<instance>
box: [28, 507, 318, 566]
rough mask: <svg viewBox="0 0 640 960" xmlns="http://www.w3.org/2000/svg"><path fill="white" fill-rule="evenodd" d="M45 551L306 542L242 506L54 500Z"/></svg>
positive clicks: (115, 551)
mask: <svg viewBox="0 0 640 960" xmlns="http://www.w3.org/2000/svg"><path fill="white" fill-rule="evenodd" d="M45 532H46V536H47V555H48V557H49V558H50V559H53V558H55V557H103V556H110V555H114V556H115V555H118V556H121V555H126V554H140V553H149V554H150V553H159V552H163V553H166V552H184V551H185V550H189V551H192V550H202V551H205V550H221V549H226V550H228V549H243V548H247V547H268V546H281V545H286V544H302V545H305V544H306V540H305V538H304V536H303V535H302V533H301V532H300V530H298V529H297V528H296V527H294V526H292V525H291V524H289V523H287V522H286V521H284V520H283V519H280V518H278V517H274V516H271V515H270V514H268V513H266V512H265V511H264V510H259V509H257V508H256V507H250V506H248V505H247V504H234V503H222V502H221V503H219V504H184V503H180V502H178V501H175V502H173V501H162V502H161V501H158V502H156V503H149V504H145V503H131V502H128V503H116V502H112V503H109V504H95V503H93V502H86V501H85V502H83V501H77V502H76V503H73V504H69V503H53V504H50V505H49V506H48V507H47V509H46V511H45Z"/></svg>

——

Pouvez-vous recopier à l'identique les lignes ci-dessus, en partant de la toute première et en terminant par celle qui contient « positive clicks: (115, 551) », ces deux lignes comprises ?

RÉSULTAT OBTENU:
<instance>
box: [28, 507, 318, 566]
rough mask: <svg viewBox="0 0 640 960" xmlns="http://www.w3.org/2000/svg"><path fill="white" fill-rule="evenodd" d="M45 551L306 542L242 506L54 500Z"/></svg>
positive clicks: (115, 551)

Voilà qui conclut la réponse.